Task objective: Whatever appears in the listing must be reproduced exactly.

---+---

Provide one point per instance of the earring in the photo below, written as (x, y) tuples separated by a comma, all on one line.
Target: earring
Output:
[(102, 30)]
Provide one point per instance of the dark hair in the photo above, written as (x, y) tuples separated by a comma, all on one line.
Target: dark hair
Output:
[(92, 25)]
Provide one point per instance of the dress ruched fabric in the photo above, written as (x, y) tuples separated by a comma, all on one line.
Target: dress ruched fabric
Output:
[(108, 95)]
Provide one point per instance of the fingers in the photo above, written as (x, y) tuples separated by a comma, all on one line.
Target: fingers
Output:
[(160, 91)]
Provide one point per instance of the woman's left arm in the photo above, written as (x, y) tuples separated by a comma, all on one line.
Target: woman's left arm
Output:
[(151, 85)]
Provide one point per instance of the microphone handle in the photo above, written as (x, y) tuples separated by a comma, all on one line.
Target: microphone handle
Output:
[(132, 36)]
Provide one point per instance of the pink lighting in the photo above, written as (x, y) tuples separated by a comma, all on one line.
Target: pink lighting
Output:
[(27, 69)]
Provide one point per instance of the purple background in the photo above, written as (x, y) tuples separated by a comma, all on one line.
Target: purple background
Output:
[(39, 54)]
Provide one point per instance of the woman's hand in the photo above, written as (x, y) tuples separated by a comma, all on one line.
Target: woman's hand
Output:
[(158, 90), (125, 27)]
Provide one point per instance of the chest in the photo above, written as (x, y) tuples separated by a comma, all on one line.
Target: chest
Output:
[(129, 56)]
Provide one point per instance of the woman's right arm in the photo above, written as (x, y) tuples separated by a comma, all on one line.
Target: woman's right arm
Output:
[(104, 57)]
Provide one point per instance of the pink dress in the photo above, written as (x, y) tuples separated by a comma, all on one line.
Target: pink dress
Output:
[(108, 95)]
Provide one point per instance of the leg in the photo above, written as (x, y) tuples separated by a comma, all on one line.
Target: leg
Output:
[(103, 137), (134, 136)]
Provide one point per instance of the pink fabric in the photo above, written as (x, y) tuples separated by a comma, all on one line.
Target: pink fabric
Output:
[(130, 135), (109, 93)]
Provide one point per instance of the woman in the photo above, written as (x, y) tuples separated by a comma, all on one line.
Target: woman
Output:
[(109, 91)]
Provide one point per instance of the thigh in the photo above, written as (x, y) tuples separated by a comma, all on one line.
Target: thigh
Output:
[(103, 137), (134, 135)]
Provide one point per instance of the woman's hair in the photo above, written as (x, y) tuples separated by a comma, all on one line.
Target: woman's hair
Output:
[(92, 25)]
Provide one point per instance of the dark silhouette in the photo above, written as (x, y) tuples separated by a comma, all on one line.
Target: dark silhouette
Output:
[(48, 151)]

---+---

Your solution:
Provide one point per instance of the earring in the photo below, written as (x, y) tuples separated by a comma, all on one line.
Target: earring
Output:
[(102, 30)]
Provide one point per instance of the dark hair in the photo above, written as (x, y) tuples separated by a comma, all on one line.
Target: dark hair
Output:
[(92, 25)]
Provide one point per instance of the dress ruched fabric in the photo above, written as (x, y) tuples separated by a comma, all on one line.
Target: dress ruched fabric
Output:
[(108, 95)]
Provide one point per instance of the fingers in the photo above, written as (x, y) tuples separated by a comma, all on one line.
Target: fingers
Output:
[(160, 91)]
Provide one point per instance of the woman's left arm in the photo above, written as (x, y) tuples separated by a comma, all on one line.
Target: woman's left arm
Output:
[(151, 85)]
Provide one point per instance of the microphone handle in the photo above, written as (x, y) tuples separated by a comma, all on one line.
Target: microphone handle
Output:
[(132, 36)]
Provide one point per instance of the pink lighting in the photo above, written as (x, y) tuples separated by a comma, all on one line.
Target: pink lighting
Output:
[(27, 69)]
Provide one point per instance of the purple background in the photo above, written as (x, y) tuples separated by a comma, all on one line.
Target: purple background
Output:
[(39, 54)]
Provide one point per instance of the woman's hand in the photo above, written as (x, y) tuples separated by a comma, all on one line.
Target: woman's hand
Output:
[(158, 90), (125, 27)]
Provide one point per instance of the chest in the photo above, written as (x, y) tuples separated by a comma, all on one line.
Target: chest
Output:
[(129, 56)]
Provide one point per instance of the woman's right arm in the photo above, written as (x, y) tuples separated by a comma, all on one line.
Target: woman's right arm
Output:
[(104, 57)]
Provide one point per instance of the pink dress in the photo above, written as (x, y) tuples separated by a comma, all on one line.
Target: pink dress
Output:
[(108, 95)]
Provide one point per instance of the leg in the photo above, written as (x, y) tuples separated by a comma, all on one line.
Target: leg
Output:
[(103, 137), (134, 136)]
Provide one point per instance of the pink fabric in the photo above, written as (x, y) tuples separated by a comma, all on one line.
Target: pink fabric
Output:
[(130, 135), (109, 93)]
Provide one point per instance of the woman in the photo above, written as (x, y) tuples separated by a comma, all on one line.
Target: woman
Output:
[(109, 91)]
Provide one point per instance of the thigh in the photo above, written as (x, y) tuples separated by a comma, all on one line.
Target: thigh
Output:
[(103, 137), (134, 135)]
Provide one point per instance of the woman's hair in the photo above, written as (x, y) tuples separated by a comma, all on one line.
Target: woman's hair
Output:
[(92, 25)]
Provide one point per instance of the dark silhouette in the photo above, written as (x, y) tuples separated by a comma, all on one line.
Target: dark silhouette
Output:
[(48, 151)]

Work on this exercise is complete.